Stored items from a collection.

------------

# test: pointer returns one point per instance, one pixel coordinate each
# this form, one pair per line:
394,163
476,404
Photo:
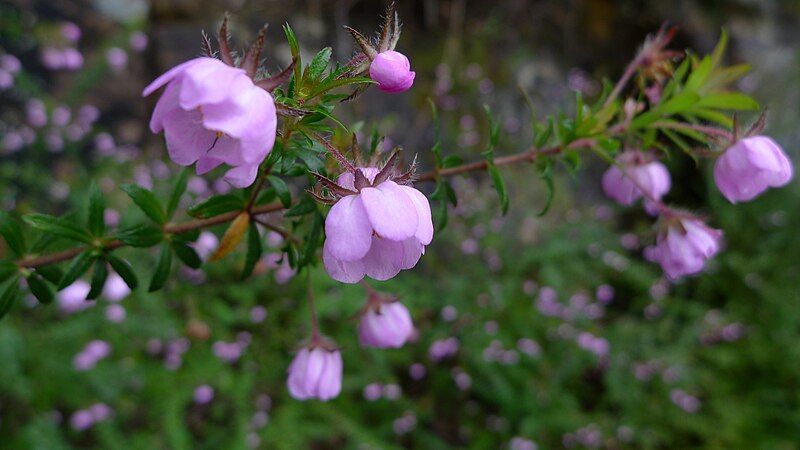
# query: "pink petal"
170,75
391,212
342,271
425,226
385,259
348,233
186,139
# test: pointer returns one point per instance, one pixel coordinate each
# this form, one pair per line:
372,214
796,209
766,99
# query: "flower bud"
392,71
749,167
685,246
385,325
637,175
315,372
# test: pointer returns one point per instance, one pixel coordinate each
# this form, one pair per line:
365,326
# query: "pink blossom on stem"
685,245
378,232
392,71
213,114
636,175
751,166
315,372
385,325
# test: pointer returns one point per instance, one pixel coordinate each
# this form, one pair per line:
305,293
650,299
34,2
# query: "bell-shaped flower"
385,325
315,372
749,167
685,245
392,71
212,114
635,176
377,231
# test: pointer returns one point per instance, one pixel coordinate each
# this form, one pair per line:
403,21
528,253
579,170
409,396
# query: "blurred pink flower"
385,325
213,114
751,166
392,71
377,232
316,373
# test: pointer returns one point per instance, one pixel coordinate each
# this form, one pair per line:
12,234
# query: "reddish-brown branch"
529,155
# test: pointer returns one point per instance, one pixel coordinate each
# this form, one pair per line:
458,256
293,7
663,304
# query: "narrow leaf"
99,276
124,270
147,202
233,235
7,270
141,235
12,233
8,296
254,250
162,268
40,289
177,192
97,207
58,226
187,255
217,205
78,267
281,189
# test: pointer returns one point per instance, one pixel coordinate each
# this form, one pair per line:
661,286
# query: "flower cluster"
746,169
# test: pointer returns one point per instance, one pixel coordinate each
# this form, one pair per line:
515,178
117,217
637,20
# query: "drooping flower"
385,325
392,71
315,372
749,167
685,245
213,114
376,230
637,175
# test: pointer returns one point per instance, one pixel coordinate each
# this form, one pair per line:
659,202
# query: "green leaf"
78,267
217,205
59,227
40,289
99,276
303,207
281,189
147,202
729,101
7,270
51,273
187,255
177,192
500,187
162,268
12,233
141,235
8,296
97,207
546,175
312,243
451,161
124,270
318,64
254,250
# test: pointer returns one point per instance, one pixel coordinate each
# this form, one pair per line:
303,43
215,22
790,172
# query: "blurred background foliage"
533,331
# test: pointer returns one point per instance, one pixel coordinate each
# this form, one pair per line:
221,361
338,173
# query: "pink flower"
315,372
203,394
377,232
70,31
749,167
73,298
635,172
212,114
392,71
685,246
385,325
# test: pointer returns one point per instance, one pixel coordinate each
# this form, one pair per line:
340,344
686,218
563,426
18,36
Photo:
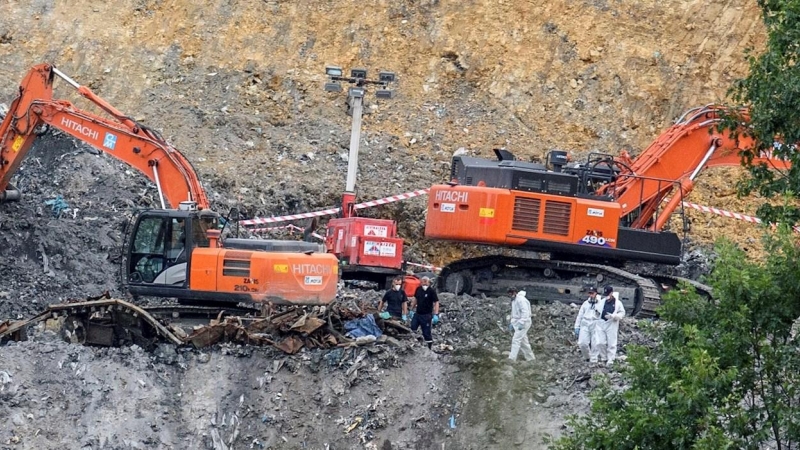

------------

What needs to be done.
Each record above needs to be retyped exactly, without any pictures.

Solution for this exercise.
# test: pointer returns one point per instance, one pixel coordinate each
# this form, one pair per line:
394,163
476,404
Photo:
# query: "pink petal"
170,75
391,212
342,271
425,226
385,259
348,233
186,139
# test: pointer returns one point per instance, one pixel coordinate each
# this form, one pair per line:
372,214
796,209
766,99
# query: "flower bud"
392,71
749,167
685,246
385,325
637,175
315,372
# test: pointer returns one point per instance, one pixel coordinate each
# this form, one pair per line:
365,326
# query: "pink blossom on stem"
685,245
378,232
392,71
213,114
636,175
751,166
315,372
385,325
# test: pointer returns one point per instance, one pixel coordinate each
# this form, one pair per line:
305,293
650,299
34,2
# query: "bell-shaped flower"
385,325
315,372
749,167
685,245
392,71
212,114
635,176
377,231
# test: pointer returns one point per instance, one pixel coordinate each
# this form, one pair per line:
403,21
528,253
579,170
409,396
# query: "blurred pink flower"
385,325
213,114
751,166
392,71
377,232
316,373
# test: pointer returns one point per instance, one pixel coordinate each
# this form, one pair per line:
12,234
# query: "reddish-brown branch"
529,155
# test: pointer returns one point per instance, one pixel coordinate each
# this form, one pair per line:
458,256
293,7
663,304
# query: "narrow leaf"
99,276
124,270
147,202
233,235
7,270
141,235
12,233
8,296
254,250
162,268
40,289
177,192
97,207
58,226
187,255
217,205
78,267
281,189
# test: pointer returns one point per instance, one pixel coordinate each
# this form, one pair per line:
661,286
# query: "flower cluster"
746,169
# test: pointer returns one point per instance, one pixel coordinate each
# this form, one pair per line:
515,178
117,217
637,20
# query: "drooping flower"
385,325
392,71
315,372
749,167
685,245
213,114
376,230
637,175
# test: pointer returns one point per instance, one pixel coordinate each
# this form, one pair per line:
659,202
# query: "green leaf"
78,267
217,205
59,227
40,289
99,276
303,207
281,189
147,202
729,101
7,270
51,273
187,255
177,192
500,187
162,268
12,233
141,235
8,296
97,207
546,175
312,243
451,161
124,270
318,64
254,250
# test: pointer returns one point per instance, one pixel coordinate each
# this form, one pair per line:
303,43
215,22
790,172
# query: "blurred background foliage"
533,331
# test: pointer returns one point per instance, one pixel coordinate each
# this form, one pair per line:
221,361
338,173
# query: "pink flower"
315,372
203,394
377,232
70,31
749,167
73,298
635,172
212,114
392,71
685,246
385,325
# test: pointer returns one point per instance, one pixel coordinate each
# this form, one pair per line:
340,344
686,218
563,426
18,36
Photo:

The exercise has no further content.